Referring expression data

********************

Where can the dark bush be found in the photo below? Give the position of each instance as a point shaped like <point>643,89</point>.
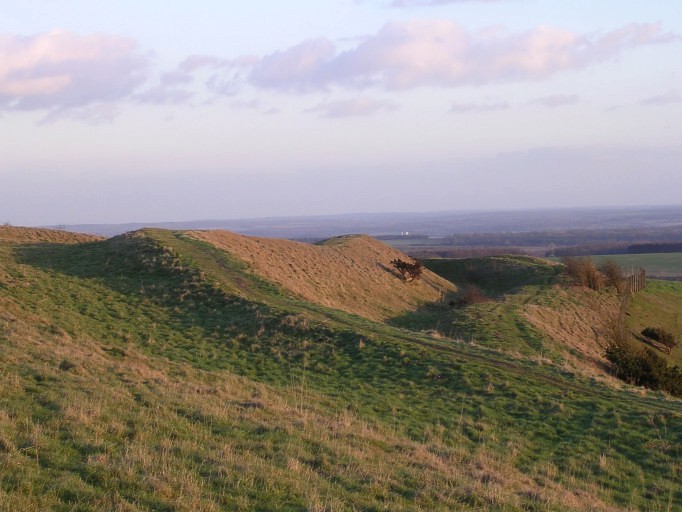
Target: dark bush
<point>643,368</point>
<point>666,338</point>
<point>583,272</point>
<point>613,275</point>
<point>408,271</point>
<point>471,294</point>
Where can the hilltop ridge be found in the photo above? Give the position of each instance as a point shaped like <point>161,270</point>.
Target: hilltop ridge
<point>349,273</point>
<point>159,371</point>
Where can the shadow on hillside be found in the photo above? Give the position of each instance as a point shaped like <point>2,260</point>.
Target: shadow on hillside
<point>122,280</point>
<point>496,276</point>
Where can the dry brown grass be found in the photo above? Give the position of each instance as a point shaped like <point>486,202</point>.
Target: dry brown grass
<point>155,459</point>
<point>38,235</point>
<point>579,321</point>
<point>351,273</point>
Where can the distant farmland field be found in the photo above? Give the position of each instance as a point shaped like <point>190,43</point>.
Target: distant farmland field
<point>660,265</point>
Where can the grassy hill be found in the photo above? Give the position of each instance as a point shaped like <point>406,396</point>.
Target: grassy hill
<point>158,371</point>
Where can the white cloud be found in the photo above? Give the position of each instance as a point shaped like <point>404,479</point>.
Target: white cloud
<point>461,108</point>
<point>556,100</point>
<point>663,99</point>
<point>61,70</point>
<point>356,107</point>
<point>444,54</point>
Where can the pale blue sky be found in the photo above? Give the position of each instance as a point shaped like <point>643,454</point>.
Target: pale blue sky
<point>160,111</point>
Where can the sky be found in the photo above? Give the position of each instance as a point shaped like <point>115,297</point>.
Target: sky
<point>151,111</point>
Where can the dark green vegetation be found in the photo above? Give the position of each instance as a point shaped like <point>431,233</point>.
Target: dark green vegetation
<point>152,371</point>
<point>657,265</point>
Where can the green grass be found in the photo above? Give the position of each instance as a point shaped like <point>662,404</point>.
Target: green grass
<point>660,265</point>
<point>658,305</point>
<point>152,372</point>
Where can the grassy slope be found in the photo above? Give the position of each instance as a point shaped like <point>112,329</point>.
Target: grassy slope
<point>660,265</point>
<point>153,372</point>
<point>350,273</point>
<point>659,305</point>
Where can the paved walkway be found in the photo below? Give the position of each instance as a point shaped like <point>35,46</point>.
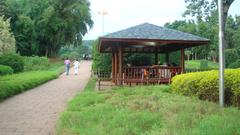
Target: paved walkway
<point>36,111</point>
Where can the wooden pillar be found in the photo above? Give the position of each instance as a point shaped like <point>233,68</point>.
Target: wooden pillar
<point>167,58</point>
<point>113,67</point>
<point>116,67</point>
<point>156,58</point>
<point>182,61</point>
<point>120,57</point>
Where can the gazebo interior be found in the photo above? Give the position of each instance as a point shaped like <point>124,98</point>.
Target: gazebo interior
<point>150,39</point>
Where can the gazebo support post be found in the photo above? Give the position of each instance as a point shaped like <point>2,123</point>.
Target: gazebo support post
<point>113,67</point>
<point>182,61</point>
<point>167,58</point>
<point>156,58</point>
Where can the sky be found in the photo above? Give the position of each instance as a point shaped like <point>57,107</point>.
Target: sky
<point>123,14</point>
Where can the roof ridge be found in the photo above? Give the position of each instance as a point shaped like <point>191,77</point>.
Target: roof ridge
<point>152,31</point>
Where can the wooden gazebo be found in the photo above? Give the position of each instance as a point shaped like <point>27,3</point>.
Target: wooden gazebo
<point>146,38</point>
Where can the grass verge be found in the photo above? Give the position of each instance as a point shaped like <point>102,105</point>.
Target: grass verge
<point>145,110</point>
<point>13,84</point>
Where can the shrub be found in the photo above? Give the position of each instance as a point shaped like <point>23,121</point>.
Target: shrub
<point>35,63</point>
<point>13,84</point>
<point>231,55</point>
<point>13,60</point>
<point>205,85</point>
<point>203,64</point>
<point>7,40</point>
<point>4,70</point>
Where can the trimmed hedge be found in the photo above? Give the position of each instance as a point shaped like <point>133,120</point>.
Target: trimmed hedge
<point>13,60</point>
<point>5,70</point>
<point>13,84</point>
<point>205,85</point>
<point>34,63</point>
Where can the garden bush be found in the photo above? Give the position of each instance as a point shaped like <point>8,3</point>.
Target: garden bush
<point>35,63</point>
<point>13,60</point>
<point>17,83</point>
<point>4,70</point>
<point>205,85</point>
<point>203,64</point>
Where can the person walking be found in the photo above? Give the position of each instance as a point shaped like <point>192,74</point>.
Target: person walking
<point>67,63</point>
<point>76,66</point>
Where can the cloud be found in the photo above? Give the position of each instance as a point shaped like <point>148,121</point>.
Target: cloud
<point>126,13</point>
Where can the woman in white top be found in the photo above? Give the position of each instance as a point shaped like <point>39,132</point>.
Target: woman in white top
<point>76,66</point>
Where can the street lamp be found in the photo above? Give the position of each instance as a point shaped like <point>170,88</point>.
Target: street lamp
<point>221,54</point>
<point>103,13</point>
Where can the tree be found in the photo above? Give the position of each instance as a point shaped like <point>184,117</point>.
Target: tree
<point>7,40</point>
<point>203,9</point>
<point>188,53</point>
<point>42,27</point>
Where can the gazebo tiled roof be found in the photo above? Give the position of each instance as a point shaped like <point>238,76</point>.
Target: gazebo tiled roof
<point>150,31</point>
<point>149,38</point>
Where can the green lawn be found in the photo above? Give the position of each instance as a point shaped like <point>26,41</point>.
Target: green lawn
<point>195,64</point>
<point>16,83</point>
<point>148,110</point>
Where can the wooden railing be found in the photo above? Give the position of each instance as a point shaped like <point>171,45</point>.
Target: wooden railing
<point>149,74</point>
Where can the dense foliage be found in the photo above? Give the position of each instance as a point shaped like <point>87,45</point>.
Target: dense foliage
<point>35,63</point>
<point>42,27</point>
<point>7,40</point>
<point>204,22</point>
<point>205,85</point>
<point>76,52</point>
<point>13,60</point>
<point>16,83</point>
<point>145,110</point>
<point>5,70</point>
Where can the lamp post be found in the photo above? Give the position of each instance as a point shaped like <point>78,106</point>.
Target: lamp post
<point>103,13</point>
<point>221,54</point>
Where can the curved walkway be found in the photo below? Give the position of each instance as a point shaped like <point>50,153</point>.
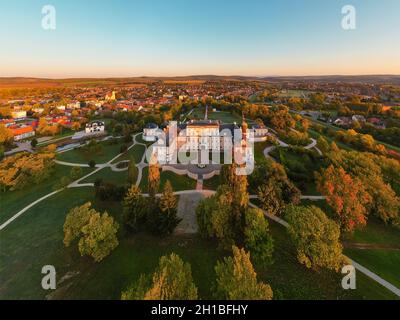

********************

What to work on: Drop the images and transcribe the entries above exactly.

Task solution:
Where can the dark bush be found in the photo below? Give the position of each instance as a point shaped like <point>643,89</point>.
Target: dark bush
<point>643,368</point>
<point>666,338</point>
<point>583,272</point>
<point>613,275</point>
<point>408,271</point>
<point>471,294</point>
Where can the hilltop ridge be found in the photo above? Give the position of each instance as a point shaped like <point>161,270</point>.
Target: hilltop ridge
<point>349,273</point>
<point>159,371</point>
Where can the shadow on hillside be found in the photo above? Give the position of each instance as a point shaped like <point>2,260</point>.
Target: shadow on hillside
<point>122,280</point>
<point>496,276</point>
Where can the dry brown grass be found in the photo above? Give the position of each instance as a point shaped like <point>486,202</point>.
Target: dry brown grass
<point>155,459</point>
<point>38,235</point>
<point>579,321</point>
<point>351,273</point>
Where can the distant farmland field be found in the photo above? Give the position of each instance as a point shaped like <point>190,43</point>.
Target: distant farmland field
<point>660,265</point>
Where can the grassy hill be found in the photo above? Give the position of each instance as a point shaped like <point>406,396</point>.
Target: grassy hill
<point>158,371</point>
Where can the white cloud be found in the photo above? Give the position of each instance as a point shaped like <point>404,479</point>.
Target: white cloud
<point>461,108</point>
<point>556,100</point>
<point>663,99</point>
<point>61,70</point>
<point>356,107</point>
<point>444,54</point>
Where can the pale blue sky be found in the photo above? Give the position of each instance as a point shaped like <point>643,454</point>.
Target: pale blue sky
<point>160,111</point>
Where can the sky be found in the photo above? Give the position of each instance as a point shaped like <point>115,297</point>.
Target: sky
<point>151,111</point>
Where can the dark green vegetation be found in the photo above? Give the position of each instance as a point shaped like <point>431,233</point>.
Target: dark green vegetation
<point>152,371</point>
<point>657,265</point>
Where can the green grass be found in the photo above? Give the position of each instance as a point shaped like <point>662,404</point>.
Target: green grass
<point>660,265</point>
<point>658,305</point>
<point>152,372</point>
Where can the grassy slope be found in the photo above? Give the position of each instance as a point shaped like <point>112,329</point>.
Target: grassy slope
<point>660,265</point>
<point>153,372</point>
<point>350,273</point>
<point>659,305</point>
Where can the paved walkway be found in the photo below? Give the position of each instance as a point shaped like <point>35,46</point>.
Target: paved walkway
<point>36,111</point>
Where can the wooden pillar be found in the photo above? Give the position of each instance as a point shaped like <point>233,68</point>.
Target: wooden pillar
<point>167,58</point>
<point>113,67</point>
<point>116,67</point>
<point>156,58</point>
<point>182,61</point>
<point>120,57</point>
Where can the gazebo interior be found in the photo above? Give the position of each instance as a point shaped like <point>124,98</point>.
Target: gazebo interior
<point>150,39</point>
Where can the gazebo support post be found in the photo above? Give the position of each instance as a point shaped like <point>2,123</point>.
Target: gazebo support post
<point>113,67</point>
<point>182,61</point>
<point>167,58</point>
<point>156,58</point>
Where can the sky be found in the photo above? Give the position of each instance as a point shaped like <point>57,107</point>.
Target: sky
<point>123,14</point>
Where can the roof ridge be found in the photo above? Give the position of each instance as a point shaped like <point>191,77</point>.
Target: roof ridge
<point>152,31</point>
Where can the wooden gazebo be found in the photo above? Give the position of each instance as a point shaped like <point>27,3</point>.
Target: wooden gazebo
<point>146,38</point>
Where can the grass verge be found in the photo above? Give the position of each instance as a point shaped like <point>102,105</point>.
Target: grass verge
<point>145,110</point>
<point>13,84</point>
Where can the shrub be found in the photo above? Give the position of each instance as a point shaped like <point>23,121</point>.
Target: shrub
<point>35,63</point>
<point>13,84</point>
<point>231,55</point>
<point>13,60</point>
<point>205,85</point>
<point>203,64</point>
<point>7,40</point>
<point>4,70</point>
Where can the trimmed hedge be found in the photo above? Give the position of each instance as a point shaped like <point>133,120</point>.
Target: trimmed hedge
<point>13,60</point>
<point>5,70</point>
<point>13,84</point>
<point>205,85</point>
<point>34,63</point>
Where can the garden bush be found in the photo above? Give the position of each instance as a point shaped like <point>8,3</point>.
Target: garden bush
<point>35,63</point>
<point>13,60</point>
<point>17,83</point>
<point>4,70</point>
<point>205,85</point>
<point>203,64</point>
Where can the person walking be found in the photo above? Give the position of each instance as a point shaped like <point>192,74</point>.
Target: person walking
<point>67,63</point>
<point>76,66</point>
Where can the cloud be found in the photo above? Give the position of each instance as a point shaped like <point>148,121</point>.
Target: cloud
<point>126,13</point>
Where can the woman in white top be found in the photo above? Give the position of each instance as a point shaped like <point>39,132</point>.
Target: woman in white top
<point>76,66</point>
Where can the street lamp be found in the photo above? Give the position of each instance as a point shaped like <point>170,88</point>.
Target: street lamp
<point>221,54</point>
<point>103,13</point>
Where can the tree be found in the photo above? Give the position of each instance as a point shaped like <point>184,117</point>.
Target: tree
<point>7,40</point>
<point>203,9</point>
<point>188,53</point>
<point>42,27</point>
Where can the gazebo tiled roof be found in the photo above? Give the position of each instance as a point shaped like <point>238,76</point>.
Target: gazebo tiled roof
<point>150,31</point>
<point>149,38</point>
Where can the green lawn be found in the photo above? Give the position of each instance as a point shaped like <point>26,41</point>.
Target: green lawn
<point>195,64</point>
<point>16,83</point>
<point>148,110</point>
Where can the wooden railing be found in the photo above? Give the position of each instance as a point shaped like <point>171,45</point>.
Target: wooden railing
<point>149,74</point>
Where can the dense foliage be found in the photo above? Give the position of each instance as a point shaped like <point>87,45</point>.
Target: dense foliage
<point>35,63</point>
<point>42,27</point>
<point>7,40</point>
<point>204,22</point>
<point>205,85</point>
<point>76,52</point>
<point>13,60</point>
<point>16,83</point>
<point>145,110</point>
<point>5,70</point>
Where can the lamp post be found in the photo above? Give the position of each instance as a point shaped like <point>78,106</point>.
Target: lamp post
<point>103,13</point>
<point>221,54</point>
Where can the curved walkway be found in the photo below? Give the position of each instance as a point shaped like <point>50,153</point>.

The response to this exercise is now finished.